- **Task to complete**
Reproduce all of the lines below, swapping every occurrence of "bead" for "marble" and leaving everything else unchanged.
:: Provided data ::
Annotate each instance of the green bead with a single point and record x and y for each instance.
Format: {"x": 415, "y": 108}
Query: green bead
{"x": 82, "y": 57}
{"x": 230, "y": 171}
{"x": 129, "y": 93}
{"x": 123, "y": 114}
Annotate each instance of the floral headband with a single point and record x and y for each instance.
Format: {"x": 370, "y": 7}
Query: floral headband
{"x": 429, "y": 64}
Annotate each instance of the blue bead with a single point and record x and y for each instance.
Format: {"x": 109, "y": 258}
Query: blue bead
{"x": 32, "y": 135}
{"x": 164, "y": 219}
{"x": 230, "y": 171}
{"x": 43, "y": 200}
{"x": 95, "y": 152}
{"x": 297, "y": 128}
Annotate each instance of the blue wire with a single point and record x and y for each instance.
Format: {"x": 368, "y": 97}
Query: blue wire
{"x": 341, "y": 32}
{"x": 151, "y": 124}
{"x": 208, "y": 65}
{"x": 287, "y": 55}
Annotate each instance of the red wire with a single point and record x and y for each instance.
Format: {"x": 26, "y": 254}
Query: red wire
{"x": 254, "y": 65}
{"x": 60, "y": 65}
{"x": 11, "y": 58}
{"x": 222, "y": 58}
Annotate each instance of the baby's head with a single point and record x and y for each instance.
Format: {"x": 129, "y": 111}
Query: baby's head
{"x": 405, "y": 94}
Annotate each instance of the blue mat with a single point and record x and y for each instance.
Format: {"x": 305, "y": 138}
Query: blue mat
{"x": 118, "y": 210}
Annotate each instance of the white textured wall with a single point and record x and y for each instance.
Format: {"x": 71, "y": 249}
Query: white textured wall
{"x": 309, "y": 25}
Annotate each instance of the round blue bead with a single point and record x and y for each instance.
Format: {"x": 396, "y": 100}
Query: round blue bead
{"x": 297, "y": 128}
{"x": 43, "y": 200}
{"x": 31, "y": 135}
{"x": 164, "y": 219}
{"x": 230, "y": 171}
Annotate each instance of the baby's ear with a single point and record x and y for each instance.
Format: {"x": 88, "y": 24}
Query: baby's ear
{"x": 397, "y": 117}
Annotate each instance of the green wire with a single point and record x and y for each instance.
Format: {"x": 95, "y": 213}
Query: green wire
:::
- **The output**
Annotate each instance of the green marble with a single point and record x and y for each instance.
Format: {"x": 415, "y": 108}
Query: green marble
{"x": 82, "y": 57}
{"x": 230, "y": 171}
{"x": 129, "y": 93}
{"x": 123, "y": 114}
Annotate each instance of the floral headband with a single point and record x and y for each instance.
Format: {"x": 370, "y": 7}
Query: floral headband
{"x": 429, "y": 64}
Annotate each instance of the blue marble with a single point and record x and y for each instance.
Format: {"x": 109, "y": 258}
Query: blue marble
{"x": 32, "y": 135}
{"x": 164, "y": 219}
{"x": 230, "y": 171}
{"x": 43, "y": 200}
{"x": 95, "y": 152}
{"x": 297, "y": 128}
Annotate each instance of the blue wire with a single point and record x and y for each instance.
Format: {"x": 368, "y": 97}
Query: blue wire
{"x": 341, "y": 32}
{"x": 151, "y": 124}
{"x": 208, "y": 65}
{"x": 287, "y": 55}
Annotate each instance of the red wire with a single point and record x and y for each instance.
Format: {"x": 26, "y": 254}
Query: red wire
{"x": 254, "y": 65}
{"x": 60, "y": 65}
{"x": 11, "y": 58}
{"x": 222, "y": 58}
Annotate each instance of the baby's head with a single point and record x and y for each instance.
Format: {"x": 129, "y": 111}
Query: baby's head
{"x": 405, "y": 94}
Annotate each instance of the blue mat with a single point and record x and y for each instance.
Format: {"x": 305, "y": 138}
Query: blue mat
{"x": 118, "y": 210}
Annotate each instance of the white textured wall with a single point and record x and y for each instance.
Format: {"x": 71, "y": 249}
Query: white textured wall
{"x": 309, "y": 25}
Annotate each instance of the round blue marble with a single point and record x and y for each instance.
Format: {"x": 396, "y": 100}
Query: round blue marble
{"x": 297, "y": 128}
{"x": 43, "y": 200}
{"x": 31, "y": 135}
{"x": 164, "y": 219}
{"x": 230, "y": 171}
Annotate each instance of the baby's ear with a single point and record x and y for each instance.
Format: {"x": 88, "y": 24}
Query: baby's ear
{"x": 397, "y": 117}
Annotate each instance of the green wire with a single point and record x and y for each instance.
Format: {"x": 95, "y": 213}
Query: green wire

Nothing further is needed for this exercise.